> _Task directions_
Without including any pictures, give back all of the data exactly.

> _Data shown_

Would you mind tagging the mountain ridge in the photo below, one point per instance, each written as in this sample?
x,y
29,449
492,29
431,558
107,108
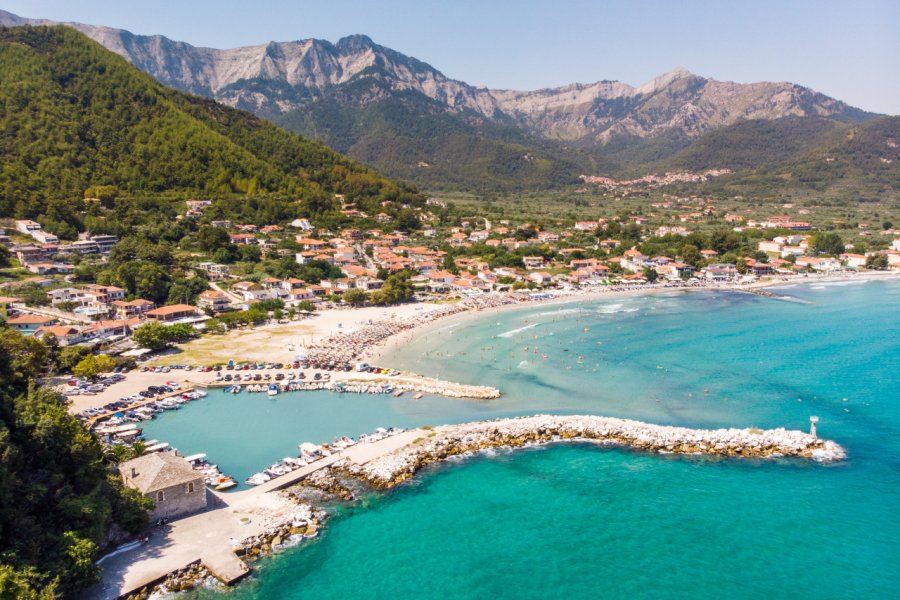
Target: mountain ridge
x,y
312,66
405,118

> _Task response_
Would you mind tagging the mountain ridge in the photo below, one point per instance, each written as in this sample?
x,y
29,449
492,29
431,558
107,108
Target: mountain ridge
x,y
312,66
405,118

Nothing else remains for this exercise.